Exercise prompt: Report how many lines in the records below contain the word "tire". Nothing else belongs in the answer.
══ Record extracts ══
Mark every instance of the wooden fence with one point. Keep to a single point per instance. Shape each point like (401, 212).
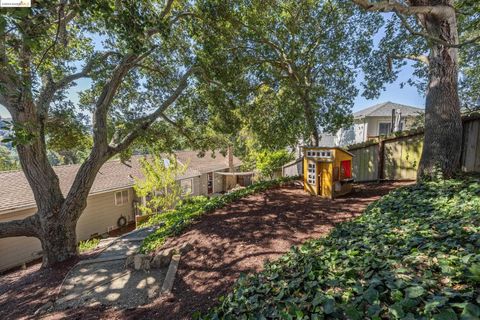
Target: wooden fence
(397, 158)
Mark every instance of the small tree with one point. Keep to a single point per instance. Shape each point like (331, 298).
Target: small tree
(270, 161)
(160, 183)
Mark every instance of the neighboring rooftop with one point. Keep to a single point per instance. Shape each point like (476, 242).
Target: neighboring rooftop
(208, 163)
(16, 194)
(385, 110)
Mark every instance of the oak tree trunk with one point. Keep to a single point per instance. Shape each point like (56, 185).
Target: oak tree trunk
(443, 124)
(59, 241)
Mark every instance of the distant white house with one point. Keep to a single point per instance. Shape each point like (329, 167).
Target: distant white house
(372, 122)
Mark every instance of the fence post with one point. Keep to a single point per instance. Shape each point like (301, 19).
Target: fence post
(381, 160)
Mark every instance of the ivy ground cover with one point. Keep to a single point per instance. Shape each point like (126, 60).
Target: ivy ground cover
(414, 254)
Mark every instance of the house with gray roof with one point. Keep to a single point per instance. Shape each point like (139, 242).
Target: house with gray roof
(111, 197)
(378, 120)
═══
══ Record extracts ══
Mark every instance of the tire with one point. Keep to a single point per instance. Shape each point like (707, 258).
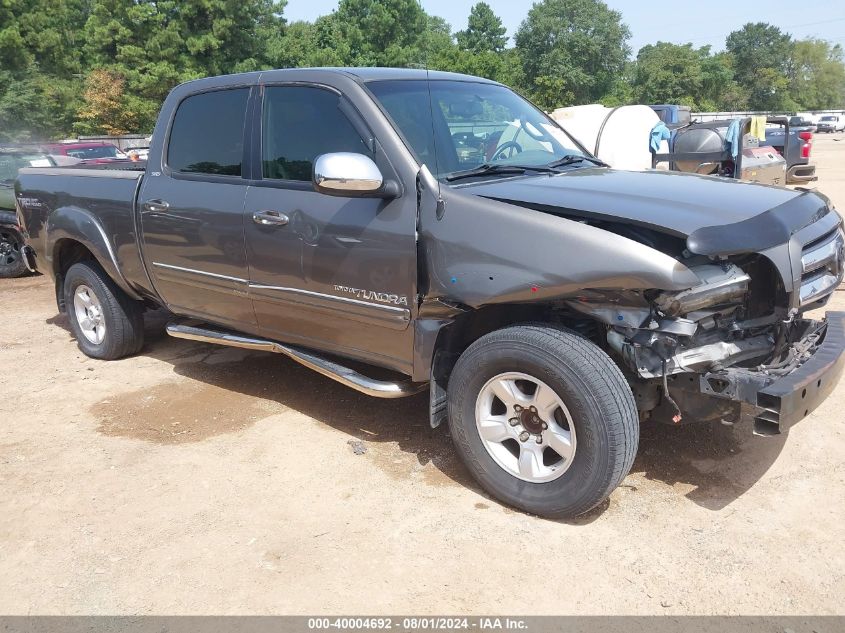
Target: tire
═══
══ Record extracts ══
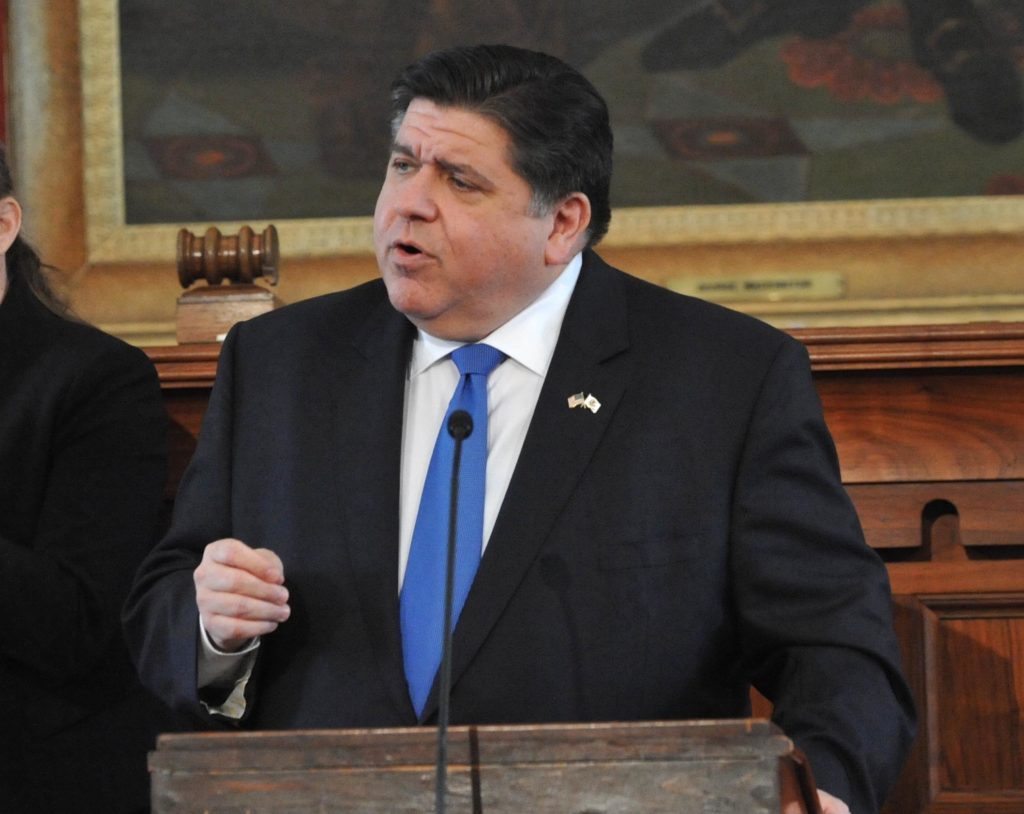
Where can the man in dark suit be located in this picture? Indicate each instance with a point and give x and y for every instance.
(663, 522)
═══
Written solution: 2